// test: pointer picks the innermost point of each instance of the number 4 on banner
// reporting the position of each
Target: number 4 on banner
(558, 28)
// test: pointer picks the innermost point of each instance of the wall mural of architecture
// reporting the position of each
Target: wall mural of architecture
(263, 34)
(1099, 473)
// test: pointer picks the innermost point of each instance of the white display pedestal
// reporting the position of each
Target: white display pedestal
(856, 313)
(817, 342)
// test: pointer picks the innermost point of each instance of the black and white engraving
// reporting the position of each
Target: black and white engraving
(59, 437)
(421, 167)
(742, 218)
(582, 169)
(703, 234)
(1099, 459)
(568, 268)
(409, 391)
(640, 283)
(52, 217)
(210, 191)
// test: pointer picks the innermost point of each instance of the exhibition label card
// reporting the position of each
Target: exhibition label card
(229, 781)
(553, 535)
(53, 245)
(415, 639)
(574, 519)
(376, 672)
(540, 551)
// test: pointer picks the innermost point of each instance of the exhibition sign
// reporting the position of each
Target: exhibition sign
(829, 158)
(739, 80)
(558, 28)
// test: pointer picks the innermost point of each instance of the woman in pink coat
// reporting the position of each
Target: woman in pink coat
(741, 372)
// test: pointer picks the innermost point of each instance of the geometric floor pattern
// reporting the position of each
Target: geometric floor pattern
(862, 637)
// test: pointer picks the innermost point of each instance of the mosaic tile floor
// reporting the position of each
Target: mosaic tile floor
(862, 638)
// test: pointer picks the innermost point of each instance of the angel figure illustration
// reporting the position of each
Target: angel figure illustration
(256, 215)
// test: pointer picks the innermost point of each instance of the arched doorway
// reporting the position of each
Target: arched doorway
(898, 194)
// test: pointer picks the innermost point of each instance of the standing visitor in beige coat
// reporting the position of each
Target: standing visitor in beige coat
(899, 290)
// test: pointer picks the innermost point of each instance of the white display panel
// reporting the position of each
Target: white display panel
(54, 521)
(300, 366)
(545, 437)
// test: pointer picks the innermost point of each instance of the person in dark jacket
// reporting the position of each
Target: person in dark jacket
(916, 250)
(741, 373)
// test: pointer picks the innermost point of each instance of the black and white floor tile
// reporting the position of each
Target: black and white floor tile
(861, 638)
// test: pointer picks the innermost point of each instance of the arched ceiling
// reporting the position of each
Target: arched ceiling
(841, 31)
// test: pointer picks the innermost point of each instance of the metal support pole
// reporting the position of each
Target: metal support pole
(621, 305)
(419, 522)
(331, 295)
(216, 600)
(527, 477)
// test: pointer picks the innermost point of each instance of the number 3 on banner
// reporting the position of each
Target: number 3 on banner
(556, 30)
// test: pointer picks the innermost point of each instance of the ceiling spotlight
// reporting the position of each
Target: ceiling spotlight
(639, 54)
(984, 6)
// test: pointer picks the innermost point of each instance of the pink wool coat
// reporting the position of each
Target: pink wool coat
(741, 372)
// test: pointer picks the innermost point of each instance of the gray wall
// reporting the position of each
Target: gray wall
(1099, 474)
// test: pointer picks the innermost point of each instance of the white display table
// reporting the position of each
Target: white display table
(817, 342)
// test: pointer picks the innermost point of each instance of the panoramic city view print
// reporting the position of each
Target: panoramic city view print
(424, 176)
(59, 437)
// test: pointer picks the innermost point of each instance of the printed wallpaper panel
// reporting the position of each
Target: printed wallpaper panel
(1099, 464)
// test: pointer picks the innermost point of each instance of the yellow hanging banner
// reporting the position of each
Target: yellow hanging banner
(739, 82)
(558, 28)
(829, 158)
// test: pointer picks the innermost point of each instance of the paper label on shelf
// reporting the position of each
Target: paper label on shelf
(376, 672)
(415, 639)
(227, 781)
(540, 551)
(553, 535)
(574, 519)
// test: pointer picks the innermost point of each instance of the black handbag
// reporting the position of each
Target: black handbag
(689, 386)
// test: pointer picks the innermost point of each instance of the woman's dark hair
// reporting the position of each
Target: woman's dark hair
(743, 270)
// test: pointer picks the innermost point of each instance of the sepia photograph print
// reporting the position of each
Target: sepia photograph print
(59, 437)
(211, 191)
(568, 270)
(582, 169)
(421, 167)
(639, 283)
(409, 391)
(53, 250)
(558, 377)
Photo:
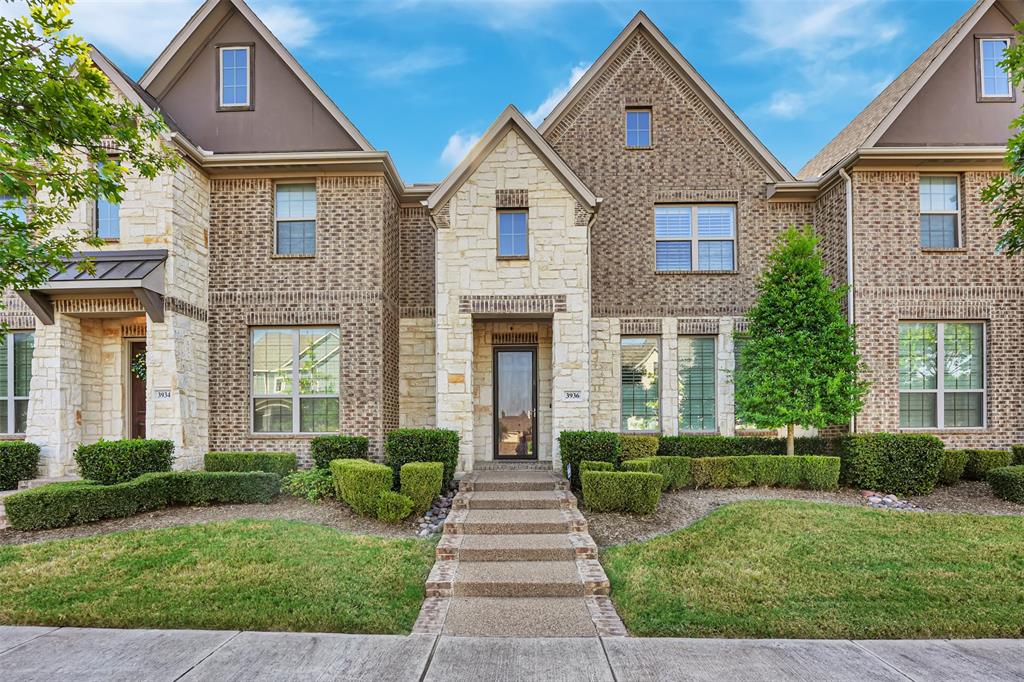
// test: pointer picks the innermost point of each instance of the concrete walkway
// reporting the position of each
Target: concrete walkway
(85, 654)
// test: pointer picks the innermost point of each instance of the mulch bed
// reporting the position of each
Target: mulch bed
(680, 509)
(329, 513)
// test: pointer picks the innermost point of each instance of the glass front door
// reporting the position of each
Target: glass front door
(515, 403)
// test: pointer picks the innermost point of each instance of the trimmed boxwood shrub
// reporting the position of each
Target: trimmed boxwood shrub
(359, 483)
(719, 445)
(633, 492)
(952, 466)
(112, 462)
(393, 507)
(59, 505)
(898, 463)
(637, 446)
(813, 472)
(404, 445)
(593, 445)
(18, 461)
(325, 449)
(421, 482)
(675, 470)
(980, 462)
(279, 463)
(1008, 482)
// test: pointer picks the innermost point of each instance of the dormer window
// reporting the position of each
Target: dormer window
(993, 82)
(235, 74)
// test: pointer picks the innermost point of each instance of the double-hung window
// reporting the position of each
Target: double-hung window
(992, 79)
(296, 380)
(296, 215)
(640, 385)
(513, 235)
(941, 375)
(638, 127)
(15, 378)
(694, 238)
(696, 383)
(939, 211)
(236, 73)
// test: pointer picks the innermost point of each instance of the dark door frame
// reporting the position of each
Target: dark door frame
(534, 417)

────────────────────

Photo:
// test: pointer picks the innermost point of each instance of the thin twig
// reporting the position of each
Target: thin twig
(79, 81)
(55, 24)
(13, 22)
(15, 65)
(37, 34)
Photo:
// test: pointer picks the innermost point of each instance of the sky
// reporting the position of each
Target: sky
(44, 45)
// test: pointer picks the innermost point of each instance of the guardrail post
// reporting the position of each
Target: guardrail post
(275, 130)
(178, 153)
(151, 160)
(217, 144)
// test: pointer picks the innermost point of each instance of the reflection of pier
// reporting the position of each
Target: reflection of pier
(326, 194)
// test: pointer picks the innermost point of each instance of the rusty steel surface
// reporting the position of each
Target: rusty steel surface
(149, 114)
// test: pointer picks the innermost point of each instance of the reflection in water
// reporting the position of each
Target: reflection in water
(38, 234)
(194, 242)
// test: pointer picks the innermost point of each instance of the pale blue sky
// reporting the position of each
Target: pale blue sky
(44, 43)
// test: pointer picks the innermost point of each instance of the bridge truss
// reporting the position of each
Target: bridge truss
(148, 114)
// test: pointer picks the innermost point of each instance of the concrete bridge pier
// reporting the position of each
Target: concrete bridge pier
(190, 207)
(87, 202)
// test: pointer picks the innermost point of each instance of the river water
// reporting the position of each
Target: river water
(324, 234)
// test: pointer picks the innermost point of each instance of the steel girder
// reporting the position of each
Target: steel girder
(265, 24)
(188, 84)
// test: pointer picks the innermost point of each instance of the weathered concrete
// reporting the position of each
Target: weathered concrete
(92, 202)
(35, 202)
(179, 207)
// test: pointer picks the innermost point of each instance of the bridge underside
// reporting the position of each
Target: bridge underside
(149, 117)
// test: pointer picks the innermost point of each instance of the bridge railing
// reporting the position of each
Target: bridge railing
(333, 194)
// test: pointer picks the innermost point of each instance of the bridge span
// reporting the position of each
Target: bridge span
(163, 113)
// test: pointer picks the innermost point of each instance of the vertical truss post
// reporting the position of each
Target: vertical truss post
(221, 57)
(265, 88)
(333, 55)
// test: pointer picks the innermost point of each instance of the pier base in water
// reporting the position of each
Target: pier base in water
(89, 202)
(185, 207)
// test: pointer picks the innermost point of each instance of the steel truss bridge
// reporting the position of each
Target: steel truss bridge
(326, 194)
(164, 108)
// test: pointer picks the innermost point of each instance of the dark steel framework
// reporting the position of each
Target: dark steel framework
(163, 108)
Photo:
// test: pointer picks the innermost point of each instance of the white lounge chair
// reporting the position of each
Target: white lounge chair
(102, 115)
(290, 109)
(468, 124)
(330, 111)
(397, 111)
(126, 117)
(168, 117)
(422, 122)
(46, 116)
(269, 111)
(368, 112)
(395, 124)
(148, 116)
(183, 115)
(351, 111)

────────────────────

### [Challenge]
Repeat the lines starting at the one containing "the number 4 on banner" and ending at the one containing "(1099, 473)", swapping "innermost" for "central" and leaving everything else unchanged.

### [Result for this exercise]
// test: pointer picks the central point of each instance of the number 4 on banner
// reporting the position of each
Target: number 4 on banner
(558, 28)
// test: pointer picks the central point of each instance of the wall mural of architecture
// reporting the position of each
Target: wall mural of architecture
(263, 34)
(1099, 473)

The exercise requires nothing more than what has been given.